Exercise directions
All lines from the one containing "Could you identify the wooden newel" to the end of the entries below must be output exactly, and no other lines.
Supplied entries START
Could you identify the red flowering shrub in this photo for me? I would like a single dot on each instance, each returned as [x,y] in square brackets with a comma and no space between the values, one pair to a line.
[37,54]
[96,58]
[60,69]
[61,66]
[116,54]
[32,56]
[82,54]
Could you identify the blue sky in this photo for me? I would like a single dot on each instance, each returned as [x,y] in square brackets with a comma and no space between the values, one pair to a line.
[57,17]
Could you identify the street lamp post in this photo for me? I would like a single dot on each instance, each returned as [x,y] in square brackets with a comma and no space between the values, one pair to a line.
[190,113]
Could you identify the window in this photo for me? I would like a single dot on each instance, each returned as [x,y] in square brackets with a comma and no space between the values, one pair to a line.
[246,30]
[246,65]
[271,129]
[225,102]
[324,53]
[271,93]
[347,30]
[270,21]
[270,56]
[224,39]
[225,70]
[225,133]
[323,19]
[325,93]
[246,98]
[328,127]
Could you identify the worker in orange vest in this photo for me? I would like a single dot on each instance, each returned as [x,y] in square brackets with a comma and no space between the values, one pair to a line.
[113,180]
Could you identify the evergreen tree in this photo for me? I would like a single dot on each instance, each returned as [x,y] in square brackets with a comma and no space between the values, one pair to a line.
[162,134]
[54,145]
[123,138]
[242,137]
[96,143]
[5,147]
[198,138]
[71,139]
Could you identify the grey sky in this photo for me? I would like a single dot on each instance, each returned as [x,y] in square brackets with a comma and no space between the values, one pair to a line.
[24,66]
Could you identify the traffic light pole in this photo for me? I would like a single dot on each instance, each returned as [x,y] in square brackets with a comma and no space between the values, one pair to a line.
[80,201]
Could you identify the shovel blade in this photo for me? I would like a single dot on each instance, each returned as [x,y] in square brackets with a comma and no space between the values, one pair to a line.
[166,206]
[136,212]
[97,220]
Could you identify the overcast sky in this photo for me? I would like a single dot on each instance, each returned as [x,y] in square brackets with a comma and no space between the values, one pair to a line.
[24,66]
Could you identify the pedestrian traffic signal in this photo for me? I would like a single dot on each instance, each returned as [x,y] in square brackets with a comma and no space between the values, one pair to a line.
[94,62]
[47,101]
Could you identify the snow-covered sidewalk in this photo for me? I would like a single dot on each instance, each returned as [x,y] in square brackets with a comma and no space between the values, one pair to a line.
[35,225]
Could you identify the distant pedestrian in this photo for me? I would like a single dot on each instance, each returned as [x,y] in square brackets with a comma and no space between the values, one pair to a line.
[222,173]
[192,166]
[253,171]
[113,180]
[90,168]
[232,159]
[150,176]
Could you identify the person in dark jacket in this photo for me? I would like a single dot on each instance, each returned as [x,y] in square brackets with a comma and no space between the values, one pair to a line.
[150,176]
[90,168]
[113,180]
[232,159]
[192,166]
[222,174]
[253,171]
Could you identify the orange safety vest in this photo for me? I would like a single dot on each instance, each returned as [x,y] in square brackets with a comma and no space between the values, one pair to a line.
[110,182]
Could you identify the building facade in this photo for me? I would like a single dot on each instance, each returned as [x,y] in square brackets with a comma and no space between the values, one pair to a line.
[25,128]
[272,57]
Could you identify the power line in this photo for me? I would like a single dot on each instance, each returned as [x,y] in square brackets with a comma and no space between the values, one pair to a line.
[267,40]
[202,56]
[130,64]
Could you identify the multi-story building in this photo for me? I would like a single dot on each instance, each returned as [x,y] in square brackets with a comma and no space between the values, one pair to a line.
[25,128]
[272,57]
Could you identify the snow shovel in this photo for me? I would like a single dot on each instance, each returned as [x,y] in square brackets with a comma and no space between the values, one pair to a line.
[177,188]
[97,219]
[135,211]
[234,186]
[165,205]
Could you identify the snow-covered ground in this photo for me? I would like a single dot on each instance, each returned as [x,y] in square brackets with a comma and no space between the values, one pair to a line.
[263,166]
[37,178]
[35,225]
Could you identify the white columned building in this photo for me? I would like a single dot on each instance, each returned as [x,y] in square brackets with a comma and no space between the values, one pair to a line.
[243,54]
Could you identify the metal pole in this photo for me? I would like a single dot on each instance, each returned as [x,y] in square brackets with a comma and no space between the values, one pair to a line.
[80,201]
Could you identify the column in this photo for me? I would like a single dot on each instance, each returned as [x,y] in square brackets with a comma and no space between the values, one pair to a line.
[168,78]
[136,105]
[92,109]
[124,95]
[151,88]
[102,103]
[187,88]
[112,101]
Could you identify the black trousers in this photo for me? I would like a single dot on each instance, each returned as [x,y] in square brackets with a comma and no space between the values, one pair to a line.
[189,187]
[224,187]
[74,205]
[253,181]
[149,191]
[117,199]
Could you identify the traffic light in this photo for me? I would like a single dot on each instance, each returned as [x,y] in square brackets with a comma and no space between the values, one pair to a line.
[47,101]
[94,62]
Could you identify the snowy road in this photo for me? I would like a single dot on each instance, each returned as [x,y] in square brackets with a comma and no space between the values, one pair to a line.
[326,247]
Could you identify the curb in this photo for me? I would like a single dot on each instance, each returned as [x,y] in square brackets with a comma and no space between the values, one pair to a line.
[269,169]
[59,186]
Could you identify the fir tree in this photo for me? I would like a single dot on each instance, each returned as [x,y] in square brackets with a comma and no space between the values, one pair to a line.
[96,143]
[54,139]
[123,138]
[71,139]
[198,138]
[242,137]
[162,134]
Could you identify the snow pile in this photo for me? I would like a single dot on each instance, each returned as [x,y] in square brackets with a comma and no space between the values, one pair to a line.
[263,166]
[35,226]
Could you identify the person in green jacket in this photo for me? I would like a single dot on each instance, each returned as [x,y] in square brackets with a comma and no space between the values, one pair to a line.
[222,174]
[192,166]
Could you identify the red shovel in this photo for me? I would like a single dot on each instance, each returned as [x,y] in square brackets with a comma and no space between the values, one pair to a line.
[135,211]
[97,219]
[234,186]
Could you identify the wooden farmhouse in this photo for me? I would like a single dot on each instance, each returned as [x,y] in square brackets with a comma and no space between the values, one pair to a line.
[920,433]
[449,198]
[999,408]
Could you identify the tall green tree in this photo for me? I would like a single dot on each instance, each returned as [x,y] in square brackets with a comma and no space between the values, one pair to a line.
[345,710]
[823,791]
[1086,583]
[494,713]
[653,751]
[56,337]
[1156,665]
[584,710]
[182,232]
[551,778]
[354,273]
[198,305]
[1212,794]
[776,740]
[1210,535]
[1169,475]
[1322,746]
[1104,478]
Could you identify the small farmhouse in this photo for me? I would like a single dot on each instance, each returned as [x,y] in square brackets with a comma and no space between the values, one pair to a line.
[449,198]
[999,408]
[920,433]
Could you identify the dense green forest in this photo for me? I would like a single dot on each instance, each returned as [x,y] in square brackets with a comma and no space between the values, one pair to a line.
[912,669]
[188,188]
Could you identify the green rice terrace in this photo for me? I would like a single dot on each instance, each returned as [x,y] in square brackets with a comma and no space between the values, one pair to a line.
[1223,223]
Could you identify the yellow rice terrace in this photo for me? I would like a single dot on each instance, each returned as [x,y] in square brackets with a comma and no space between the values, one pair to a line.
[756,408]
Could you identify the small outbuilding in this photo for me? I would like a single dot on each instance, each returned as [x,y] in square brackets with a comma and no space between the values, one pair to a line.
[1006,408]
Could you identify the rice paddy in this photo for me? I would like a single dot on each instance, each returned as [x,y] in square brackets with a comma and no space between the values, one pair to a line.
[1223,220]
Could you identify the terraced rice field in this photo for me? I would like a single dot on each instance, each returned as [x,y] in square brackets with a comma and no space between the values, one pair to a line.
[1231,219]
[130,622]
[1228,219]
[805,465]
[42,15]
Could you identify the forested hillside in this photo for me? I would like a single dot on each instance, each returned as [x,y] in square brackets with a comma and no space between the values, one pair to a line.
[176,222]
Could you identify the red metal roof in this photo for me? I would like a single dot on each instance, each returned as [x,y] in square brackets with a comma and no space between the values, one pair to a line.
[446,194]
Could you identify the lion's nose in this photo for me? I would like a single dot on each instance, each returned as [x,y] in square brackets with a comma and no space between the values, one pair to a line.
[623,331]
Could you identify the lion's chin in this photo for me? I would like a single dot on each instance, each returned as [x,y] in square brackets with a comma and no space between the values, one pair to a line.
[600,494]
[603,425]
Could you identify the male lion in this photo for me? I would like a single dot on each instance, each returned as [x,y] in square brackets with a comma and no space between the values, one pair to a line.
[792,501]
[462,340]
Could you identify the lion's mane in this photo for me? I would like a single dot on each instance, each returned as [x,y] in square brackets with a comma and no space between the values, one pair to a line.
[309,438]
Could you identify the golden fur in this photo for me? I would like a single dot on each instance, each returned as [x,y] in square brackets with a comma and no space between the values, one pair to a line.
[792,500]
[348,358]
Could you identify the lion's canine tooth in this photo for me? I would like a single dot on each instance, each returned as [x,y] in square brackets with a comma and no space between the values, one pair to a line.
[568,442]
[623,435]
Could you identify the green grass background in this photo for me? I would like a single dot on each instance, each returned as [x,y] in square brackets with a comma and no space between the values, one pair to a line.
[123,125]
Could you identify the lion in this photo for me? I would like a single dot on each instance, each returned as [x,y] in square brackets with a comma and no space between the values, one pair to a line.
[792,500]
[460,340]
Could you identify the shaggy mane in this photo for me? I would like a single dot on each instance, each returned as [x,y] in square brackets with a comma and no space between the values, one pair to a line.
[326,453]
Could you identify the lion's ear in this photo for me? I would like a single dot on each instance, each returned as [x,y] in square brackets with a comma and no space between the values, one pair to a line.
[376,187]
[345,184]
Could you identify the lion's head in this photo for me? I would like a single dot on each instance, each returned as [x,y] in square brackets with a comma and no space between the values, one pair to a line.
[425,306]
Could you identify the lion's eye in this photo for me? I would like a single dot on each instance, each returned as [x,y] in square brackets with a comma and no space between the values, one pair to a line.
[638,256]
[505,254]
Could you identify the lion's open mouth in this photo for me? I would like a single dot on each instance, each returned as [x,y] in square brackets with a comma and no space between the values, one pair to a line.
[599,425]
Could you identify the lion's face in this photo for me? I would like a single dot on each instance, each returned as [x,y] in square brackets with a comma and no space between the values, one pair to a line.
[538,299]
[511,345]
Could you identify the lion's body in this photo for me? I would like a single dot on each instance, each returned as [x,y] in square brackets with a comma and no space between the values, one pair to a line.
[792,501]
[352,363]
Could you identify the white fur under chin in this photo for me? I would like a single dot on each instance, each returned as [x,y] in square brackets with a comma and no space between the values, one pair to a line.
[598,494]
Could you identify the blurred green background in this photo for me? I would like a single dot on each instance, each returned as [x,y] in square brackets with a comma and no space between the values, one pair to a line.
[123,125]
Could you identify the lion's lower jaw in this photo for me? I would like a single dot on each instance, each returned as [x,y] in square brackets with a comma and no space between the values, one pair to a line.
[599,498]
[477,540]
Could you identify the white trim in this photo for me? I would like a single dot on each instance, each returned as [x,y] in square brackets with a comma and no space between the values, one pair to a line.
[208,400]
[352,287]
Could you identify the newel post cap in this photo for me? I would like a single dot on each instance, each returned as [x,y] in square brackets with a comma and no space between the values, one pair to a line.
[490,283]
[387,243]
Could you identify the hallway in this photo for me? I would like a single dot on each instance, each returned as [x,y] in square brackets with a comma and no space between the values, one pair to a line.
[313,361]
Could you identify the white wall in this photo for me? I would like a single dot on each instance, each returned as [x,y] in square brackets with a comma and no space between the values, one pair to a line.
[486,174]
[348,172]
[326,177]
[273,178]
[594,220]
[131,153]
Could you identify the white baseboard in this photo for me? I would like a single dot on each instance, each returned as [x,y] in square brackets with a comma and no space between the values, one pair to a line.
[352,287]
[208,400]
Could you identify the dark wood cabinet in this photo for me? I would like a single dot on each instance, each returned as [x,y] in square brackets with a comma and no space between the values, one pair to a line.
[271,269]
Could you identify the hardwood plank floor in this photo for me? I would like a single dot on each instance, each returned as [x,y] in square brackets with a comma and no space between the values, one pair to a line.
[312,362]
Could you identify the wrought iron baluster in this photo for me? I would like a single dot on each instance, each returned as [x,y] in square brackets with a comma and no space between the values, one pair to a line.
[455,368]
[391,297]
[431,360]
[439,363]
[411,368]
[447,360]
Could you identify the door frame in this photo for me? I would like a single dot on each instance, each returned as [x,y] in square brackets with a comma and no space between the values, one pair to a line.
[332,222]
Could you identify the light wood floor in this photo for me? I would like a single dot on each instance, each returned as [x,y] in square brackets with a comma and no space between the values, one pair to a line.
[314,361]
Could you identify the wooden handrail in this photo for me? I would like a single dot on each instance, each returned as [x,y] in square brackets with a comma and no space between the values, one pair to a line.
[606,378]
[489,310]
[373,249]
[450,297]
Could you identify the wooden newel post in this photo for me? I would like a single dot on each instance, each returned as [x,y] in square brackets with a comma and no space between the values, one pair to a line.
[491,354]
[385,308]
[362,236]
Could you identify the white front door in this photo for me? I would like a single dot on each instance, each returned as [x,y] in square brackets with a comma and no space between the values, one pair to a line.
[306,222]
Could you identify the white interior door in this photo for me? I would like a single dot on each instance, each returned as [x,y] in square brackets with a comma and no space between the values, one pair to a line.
Supplied entries END
Written response
Could you identify the wooden newel post in this photo for me? I would like a single dot on each instance, each returned as [x,y] in square brackets with a comma and no space between the values, one pair to a line.
[491,354]
[385,308]
[362,236]
Could you identify the white front door in this photo for me? I would like a single dot on each instance, each returned as [x,y] in square brackets with a comma and no space between the values, one pair to a line.
[306,222]
Could you identify the white interior door in this photo for me? I would like a single dot on each instance, each returned as [x,y] in square brackets with a comma and no space between the values, one pair to a line.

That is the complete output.